A shadowy form of light within a universe of hypothetical particles is getting some serious consideration as a means of discovering the identity of dark matter.
According to a comprehensive new analysis under quantum chromodynamics, the dark photon is a much better fit for the observed results of particle collider experiments than the standard model of particle physics, by quite a wide margin.
In fact, a team of researchers led by physicist Nicholas Hunt-Smith of the ARC Centre of Excellence for Dark Matter Particle Physics and the University of Adelaide in Australia calculated a confidence level of 6.5 sigma, suggesting the odds that dark photons don't explain the observations are in the ballpark of one in a billion.
"The existence of dark matter has been firmly established from its gravitational interactions, yet its precise nature continues to elude us despite the best efforts of physicists around the world," says Anthony Thomas, a physicist at the University of Adelaide.
"The key to understanding this mystery could lie with the dark photon, a theoretical massive particle that may serve as a portal between the dark sector of particles and regular matter."
Dark matter is one of the greatest mysteries of the Universe. We don't know what it is, but there is something out there that's having a gravitational effect on normal matter.
Galaxies rotate faster than they should if they were just stuffed with normal particles. The path of light bends around massive objects more pronouncedly than it should, just based on the gravity generated by normal matter.

GOAL: Reproduce the dark matter article word for word, starting at the words "A shadowy form" and stopping after "of dark matter.". The lines that come next have no connection to the dark matter article.

COLLECTED MATERIAL:
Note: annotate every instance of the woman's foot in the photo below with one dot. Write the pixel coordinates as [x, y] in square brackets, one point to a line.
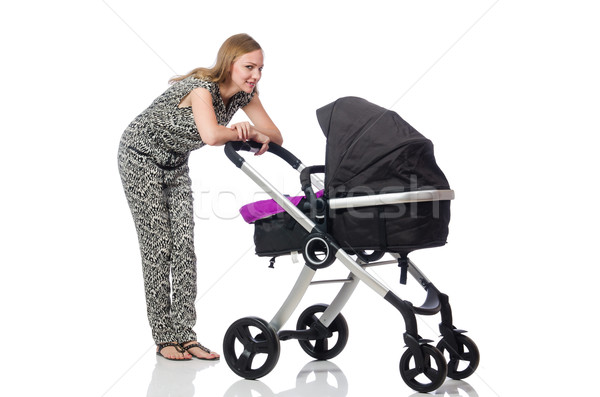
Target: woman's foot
[200, 352]
[172, 351]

EXERCISE ANSWER:
A shadowy form of light within a universe of hypothetical particles is getting some serious consideration as a means of discovering the identity of dark matter.